▶ [READING PASSAGE]:
--- START ---

NEW HAVEN, Conn. (WTNH) — You look forward to that first cup of coffee in the morning, but are you getting more than coffee? It’s time to think about what’s inside your coffee maker.
“When we look at any environment that is warm and moist, it’s really a breeding ground for germs – notably mold and bacteria,” explained Yale immunologist Dr. Ryan Steele.
For a drip coffee maker, taking apart the pieces and cleaning it is pretty simple, but what about a machine that uses a coffee pod, like a Keurig machine? You use a new pod every time, but inside the machine remains that warm, moist environment.
“Simple cleaning with household items like vinegar and bleach, in the right concentration, because too much of those can be very irritating, as well,” Steele said. “You really want to follow the manufacturer’s instructions and routinely clean that.”
We’re not talking about just wiping down the outside, we mean taking the pieces apart to get inside. Your kitchen sponge might not be able to get in there. Your machine may have come with a specialized cleaning tool, or you may have to use a small brush or even a cotton swab to get into all the little crevices.

--- END ---

▶ [YOUR INSTRUCTIONS]: Can you copy the passage from the coffee maker article word for word, beginning at the words "We’re not talking" and stopping after "the little crevices."?

Items from a data source
--- START ---

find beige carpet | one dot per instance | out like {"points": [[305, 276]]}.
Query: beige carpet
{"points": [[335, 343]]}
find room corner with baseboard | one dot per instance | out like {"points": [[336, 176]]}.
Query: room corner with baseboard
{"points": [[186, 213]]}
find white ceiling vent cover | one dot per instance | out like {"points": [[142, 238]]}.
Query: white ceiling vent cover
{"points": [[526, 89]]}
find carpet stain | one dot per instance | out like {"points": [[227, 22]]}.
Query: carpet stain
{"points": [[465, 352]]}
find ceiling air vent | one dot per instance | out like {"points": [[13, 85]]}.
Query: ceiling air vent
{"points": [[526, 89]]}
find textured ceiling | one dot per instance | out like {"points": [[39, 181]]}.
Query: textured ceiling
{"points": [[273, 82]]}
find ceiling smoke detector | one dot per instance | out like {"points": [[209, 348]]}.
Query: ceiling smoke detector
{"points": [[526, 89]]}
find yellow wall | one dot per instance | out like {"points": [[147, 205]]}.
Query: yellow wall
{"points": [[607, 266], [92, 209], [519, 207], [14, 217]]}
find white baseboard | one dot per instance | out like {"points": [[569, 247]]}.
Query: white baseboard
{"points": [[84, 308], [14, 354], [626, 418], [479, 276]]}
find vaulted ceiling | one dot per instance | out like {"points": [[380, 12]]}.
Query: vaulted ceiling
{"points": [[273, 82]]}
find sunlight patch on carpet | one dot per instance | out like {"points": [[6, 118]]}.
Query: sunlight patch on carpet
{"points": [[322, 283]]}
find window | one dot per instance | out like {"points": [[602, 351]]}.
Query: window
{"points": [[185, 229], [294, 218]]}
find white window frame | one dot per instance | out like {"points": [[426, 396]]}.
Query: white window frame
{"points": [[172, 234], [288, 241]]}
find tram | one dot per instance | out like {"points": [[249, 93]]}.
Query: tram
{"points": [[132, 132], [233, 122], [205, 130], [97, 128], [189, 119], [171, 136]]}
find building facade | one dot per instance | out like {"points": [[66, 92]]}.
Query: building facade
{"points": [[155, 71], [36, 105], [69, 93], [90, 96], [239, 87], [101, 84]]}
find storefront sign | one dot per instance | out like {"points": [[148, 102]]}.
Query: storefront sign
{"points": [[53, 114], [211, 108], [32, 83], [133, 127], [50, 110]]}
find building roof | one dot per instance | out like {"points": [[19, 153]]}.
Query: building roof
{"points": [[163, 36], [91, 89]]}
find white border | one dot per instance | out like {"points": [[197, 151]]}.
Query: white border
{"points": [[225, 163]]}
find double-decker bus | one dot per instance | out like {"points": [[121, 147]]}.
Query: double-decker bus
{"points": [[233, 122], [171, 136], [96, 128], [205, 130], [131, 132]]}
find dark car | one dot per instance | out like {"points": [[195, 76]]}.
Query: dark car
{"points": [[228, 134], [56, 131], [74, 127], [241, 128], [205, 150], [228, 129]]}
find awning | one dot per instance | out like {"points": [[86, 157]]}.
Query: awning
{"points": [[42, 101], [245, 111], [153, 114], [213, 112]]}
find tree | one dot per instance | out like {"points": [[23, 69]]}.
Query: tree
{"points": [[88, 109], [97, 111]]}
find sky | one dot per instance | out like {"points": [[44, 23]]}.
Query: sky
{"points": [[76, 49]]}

--- END ---

▶ [RESULT OF THIS EXERCISE]:
We’re not talking about just wiping down the outside, we mean taking the pieces apart to get inside. Your kitchen sponge might not be able to get in there. Your machine may have come with a specialized cleaning tool, or you may have to use a small brush or even a cotton swab to get into all the little crevices.